▸ **INSTRUCTIONS FOR THE TASK**:
Search the material for the string "flag", then show every line where it turns up.

▸ **DATA RECORDS**:
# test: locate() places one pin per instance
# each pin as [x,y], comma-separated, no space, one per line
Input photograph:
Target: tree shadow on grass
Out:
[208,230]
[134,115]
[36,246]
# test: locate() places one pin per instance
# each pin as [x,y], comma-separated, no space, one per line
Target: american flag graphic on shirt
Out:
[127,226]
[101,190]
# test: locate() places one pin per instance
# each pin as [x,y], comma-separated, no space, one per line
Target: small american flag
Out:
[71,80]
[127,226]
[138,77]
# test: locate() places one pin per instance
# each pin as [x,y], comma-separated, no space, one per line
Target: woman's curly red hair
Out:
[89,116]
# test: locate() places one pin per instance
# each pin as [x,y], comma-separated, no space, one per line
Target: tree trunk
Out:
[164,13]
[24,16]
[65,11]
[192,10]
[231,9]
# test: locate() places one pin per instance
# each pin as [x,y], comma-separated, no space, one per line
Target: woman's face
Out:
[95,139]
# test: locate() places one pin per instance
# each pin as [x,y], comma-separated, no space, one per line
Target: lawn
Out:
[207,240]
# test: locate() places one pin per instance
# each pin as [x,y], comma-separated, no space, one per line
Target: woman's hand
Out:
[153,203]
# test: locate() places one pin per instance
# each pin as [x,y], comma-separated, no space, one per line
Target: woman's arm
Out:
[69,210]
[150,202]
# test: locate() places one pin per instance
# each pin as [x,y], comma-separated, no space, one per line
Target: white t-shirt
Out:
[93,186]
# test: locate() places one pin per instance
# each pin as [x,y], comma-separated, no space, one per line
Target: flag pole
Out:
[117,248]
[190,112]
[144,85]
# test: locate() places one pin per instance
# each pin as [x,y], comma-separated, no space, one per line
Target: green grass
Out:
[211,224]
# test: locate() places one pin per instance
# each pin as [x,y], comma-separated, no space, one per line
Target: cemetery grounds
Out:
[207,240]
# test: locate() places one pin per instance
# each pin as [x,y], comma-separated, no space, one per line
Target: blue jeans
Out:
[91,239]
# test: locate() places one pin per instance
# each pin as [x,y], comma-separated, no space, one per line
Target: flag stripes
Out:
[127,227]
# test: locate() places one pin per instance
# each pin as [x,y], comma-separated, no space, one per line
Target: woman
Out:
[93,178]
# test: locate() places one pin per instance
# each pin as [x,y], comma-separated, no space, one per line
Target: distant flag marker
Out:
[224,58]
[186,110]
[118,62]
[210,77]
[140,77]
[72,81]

* * *

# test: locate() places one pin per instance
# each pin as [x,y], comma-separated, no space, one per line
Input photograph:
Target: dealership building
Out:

▸ **ANSWER TO THE EXERCISE**:
Target: american flag graphic on shirt
Target: small american flag
Target: flag pole
Target: flag stripes
Target: distant flag marker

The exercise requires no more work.